- **Directions for this task**: Could you print, exactly as they stand, the lines from the one holding "Box the snowy mountain slope in this photo." to the end of the data below, and nothing more?

- **Dataset excerpts**:
※

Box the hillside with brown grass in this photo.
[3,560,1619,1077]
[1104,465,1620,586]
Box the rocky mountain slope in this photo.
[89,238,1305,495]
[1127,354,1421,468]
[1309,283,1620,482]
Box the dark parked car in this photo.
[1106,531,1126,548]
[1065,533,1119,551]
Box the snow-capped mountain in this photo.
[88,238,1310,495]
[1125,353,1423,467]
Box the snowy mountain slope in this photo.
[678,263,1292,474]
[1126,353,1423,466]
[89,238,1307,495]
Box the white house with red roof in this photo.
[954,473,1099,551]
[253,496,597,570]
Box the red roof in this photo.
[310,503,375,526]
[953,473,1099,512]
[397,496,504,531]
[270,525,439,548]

※

- **Answer section**:
Box the snowy mountain slope in this photo.
[678,263,1292,474]
[1126,353,1423,466]
[89,238,1307,495]
Box the white house with red roof in this photo.
[954,473,1099,551]
[253,496,597,570]
Box the red roof in this photo.
[310,503,375,526]
[953,473,1099,512]
[397,496,504,531]
[270,525,439,548]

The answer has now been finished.